• _MATERIAL FOR THE TASK_:
=-=-=

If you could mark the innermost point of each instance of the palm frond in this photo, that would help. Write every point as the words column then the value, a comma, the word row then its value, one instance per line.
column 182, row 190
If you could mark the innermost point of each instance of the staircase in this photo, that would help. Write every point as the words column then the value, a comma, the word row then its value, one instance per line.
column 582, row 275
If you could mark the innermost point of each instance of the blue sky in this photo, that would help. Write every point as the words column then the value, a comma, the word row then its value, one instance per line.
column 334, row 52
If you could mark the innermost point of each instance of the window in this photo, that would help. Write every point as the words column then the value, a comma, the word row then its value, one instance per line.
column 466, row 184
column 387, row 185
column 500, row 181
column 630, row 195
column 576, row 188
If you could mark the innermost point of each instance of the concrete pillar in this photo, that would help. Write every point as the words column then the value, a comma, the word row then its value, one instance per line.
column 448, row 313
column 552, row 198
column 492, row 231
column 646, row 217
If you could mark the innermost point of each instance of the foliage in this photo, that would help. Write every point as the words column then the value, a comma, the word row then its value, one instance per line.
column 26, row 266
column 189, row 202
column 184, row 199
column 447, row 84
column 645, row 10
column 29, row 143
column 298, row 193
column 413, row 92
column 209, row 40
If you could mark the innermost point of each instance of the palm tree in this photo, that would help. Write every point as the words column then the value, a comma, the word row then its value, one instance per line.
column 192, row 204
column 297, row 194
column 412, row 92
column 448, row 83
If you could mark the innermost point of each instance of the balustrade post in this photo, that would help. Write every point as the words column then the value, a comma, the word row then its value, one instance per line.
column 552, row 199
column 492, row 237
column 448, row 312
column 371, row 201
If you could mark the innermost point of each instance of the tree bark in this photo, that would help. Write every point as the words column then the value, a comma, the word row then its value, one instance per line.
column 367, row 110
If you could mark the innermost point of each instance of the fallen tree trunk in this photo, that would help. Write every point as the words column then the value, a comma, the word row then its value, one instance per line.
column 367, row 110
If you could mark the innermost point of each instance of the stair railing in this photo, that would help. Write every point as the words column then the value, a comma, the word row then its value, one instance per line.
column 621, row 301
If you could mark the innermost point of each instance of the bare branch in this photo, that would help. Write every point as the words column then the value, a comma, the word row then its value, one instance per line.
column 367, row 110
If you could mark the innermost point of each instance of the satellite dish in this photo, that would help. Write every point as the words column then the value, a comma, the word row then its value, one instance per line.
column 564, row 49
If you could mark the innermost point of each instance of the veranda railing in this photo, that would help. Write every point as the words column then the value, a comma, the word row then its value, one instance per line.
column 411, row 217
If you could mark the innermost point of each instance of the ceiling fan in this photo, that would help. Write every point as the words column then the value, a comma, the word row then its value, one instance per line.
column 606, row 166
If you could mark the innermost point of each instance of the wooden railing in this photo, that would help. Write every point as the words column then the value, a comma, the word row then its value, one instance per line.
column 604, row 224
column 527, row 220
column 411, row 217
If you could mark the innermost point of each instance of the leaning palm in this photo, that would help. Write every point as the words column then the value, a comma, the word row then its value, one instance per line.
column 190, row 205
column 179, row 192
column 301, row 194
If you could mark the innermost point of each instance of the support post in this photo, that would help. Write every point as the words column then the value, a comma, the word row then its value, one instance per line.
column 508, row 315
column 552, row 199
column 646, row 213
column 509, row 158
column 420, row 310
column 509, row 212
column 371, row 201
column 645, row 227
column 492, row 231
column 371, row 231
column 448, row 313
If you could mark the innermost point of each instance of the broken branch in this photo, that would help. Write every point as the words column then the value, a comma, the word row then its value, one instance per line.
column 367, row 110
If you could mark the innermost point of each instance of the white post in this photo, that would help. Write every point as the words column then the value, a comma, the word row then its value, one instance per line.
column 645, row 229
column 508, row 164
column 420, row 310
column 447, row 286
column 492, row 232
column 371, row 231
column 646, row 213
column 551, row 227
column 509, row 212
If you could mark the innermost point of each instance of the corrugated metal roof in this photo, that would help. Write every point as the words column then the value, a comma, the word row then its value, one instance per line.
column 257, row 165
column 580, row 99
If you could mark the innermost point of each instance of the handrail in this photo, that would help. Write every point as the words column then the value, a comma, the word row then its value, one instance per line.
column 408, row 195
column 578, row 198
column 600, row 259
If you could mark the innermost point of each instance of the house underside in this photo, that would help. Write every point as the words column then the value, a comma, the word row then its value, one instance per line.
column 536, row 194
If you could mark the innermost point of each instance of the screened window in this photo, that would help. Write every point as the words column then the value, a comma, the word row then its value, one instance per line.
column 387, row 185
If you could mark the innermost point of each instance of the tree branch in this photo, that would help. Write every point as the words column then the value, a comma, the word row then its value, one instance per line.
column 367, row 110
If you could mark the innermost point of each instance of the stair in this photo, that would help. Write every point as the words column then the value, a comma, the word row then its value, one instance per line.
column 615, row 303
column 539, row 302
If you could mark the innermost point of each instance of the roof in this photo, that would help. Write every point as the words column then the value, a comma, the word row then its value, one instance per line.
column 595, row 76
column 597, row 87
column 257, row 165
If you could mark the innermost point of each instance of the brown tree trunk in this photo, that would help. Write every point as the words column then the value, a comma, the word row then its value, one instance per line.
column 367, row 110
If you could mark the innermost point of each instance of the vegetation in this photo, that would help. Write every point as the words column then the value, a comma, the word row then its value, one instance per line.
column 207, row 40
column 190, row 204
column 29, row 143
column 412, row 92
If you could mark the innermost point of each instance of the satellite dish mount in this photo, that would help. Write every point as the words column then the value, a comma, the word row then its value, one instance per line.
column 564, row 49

=-=-=

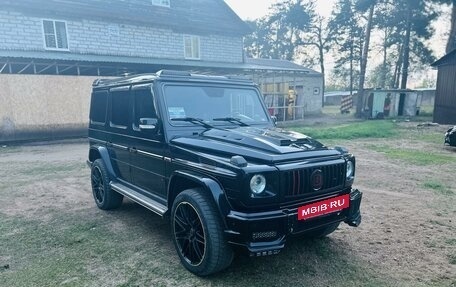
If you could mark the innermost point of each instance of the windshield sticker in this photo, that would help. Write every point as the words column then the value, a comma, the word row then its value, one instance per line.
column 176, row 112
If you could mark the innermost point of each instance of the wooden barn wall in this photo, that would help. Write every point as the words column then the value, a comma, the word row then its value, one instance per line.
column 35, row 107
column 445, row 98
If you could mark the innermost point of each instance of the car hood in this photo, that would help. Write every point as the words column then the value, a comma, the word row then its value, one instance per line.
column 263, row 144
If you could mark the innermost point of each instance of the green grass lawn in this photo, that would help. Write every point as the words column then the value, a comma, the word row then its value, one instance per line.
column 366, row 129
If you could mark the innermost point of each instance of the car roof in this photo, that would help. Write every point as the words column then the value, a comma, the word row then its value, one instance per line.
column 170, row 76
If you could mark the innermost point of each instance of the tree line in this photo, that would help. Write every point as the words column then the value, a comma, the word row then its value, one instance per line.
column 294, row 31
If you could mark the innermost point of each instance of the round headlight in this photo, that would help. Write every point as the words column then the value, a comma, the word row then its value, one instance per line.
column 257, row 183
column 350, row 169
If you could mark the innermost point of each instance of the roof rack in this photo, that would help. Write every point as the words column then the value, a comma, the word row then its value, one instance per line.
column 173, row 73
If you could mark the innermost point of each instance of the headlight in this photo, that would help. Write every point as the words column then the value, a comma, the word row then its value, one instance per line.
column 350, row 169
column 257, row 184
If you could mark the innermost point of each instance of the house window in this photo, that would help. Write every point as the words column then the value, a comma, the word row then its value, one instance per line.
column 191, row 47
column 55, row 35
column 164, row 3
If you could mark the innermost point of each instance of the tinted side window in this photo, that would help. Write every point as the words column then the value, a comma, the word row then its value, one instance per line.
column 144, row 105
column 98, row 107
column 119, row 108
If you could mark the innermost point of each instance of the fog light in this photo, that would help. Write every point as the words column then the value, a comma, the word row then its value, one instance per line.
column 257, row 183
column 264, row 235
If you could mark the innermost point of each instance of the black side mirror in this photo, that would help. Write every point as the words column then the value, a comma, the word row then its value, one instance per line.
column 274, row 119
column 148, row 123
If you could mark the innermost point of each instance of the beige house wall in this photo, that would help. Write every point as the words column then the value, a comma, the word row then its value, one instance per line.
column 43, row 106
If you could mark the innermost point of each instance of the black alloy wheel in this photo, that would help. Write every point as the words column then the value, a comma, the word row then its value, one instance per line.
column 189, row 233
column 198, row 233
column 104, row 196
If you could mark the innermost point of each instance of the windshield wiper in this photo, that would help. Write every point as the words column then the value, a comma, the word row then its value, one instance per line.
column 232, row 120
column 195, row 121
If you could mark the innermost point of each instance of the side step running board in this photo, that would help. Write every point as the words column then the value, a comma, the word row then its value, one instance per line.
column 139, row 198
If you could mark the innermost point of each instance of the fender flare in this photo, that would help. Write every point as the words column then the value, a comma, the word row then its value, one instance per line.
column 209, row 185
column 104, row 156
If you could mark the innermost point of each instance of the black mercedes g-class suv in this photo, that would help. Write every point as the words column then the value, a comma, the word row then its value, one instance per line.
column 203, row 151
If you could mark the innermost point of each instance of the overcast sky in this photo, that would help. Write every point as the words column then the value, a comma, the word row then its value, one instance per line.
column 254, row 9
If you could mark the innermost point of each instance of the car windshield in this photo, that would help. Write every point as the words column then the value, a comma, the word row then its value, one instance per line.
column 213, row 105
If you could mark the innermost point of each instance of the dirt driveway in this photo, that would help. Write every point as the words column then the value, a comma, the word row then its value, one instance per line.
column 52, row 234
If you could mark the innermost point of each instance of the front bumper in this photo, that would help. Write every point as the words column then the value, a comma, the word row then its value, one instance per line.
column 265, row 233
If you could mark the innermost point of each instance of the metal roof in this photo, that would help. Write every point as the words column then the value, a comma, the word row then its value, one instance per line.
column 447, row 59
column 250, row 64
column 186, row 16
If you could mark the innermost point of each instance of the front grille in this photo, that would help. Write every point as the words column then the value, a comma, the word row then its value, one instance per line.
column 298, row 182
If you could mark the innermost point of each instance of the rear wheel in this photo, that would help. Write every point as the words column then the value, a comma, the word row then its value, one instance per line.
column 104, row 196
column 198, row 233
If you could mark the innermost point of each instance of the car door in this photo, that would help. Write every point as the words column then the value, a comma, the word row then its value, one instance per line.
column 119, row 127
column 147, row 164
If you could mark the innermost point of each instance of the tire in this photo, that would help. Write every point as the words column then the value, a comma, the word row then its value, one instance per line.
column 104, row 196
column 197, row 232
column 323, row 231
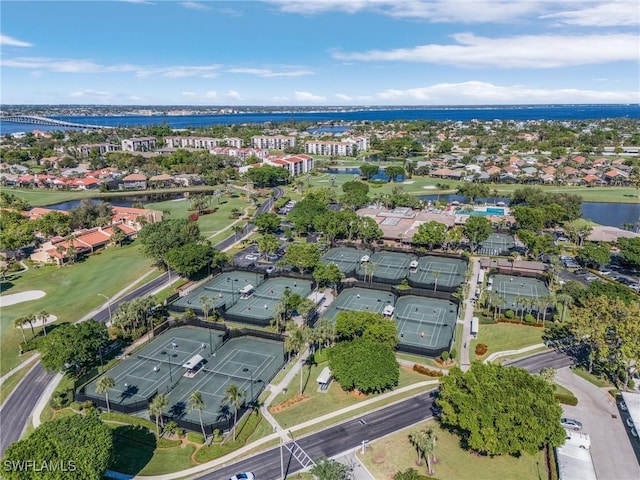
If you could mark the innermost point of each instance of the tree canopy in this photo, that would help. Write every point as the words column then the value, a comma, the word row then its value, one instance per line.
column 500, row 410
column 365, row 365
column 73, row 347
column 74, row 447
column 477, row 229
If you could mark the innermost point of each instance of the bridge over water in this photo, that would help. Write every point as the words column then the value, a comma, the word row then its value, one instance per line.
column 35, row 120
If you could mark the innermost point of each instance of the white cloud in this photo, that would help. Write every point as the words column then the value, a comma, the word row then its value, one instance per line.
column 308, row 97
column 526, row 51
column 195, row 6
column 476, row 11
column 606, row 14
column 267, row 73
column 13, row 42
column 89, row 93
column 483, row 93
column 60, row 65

=-=-=

• _EXERCISE BRIEF_:
Copy out again, with no changes, everything from the line that contains "the white cloud" down to the line that contains "column 60, row 65", both of those lines included.

• _RESPONSE TO THIS TASK_:
If you could mark the innermost point of each instance of the white cloud in this photo, that would help. Write every point as the words column then the value, a comma, the word row then its value, one instance per line.
column 308, row 97
column 526, row 51
column 195, row 6
column 476, row 11
column 606, row 14
column 267, row 73
column 13, row 42
column 89, row 93
column 483, row 93
column 60, row 65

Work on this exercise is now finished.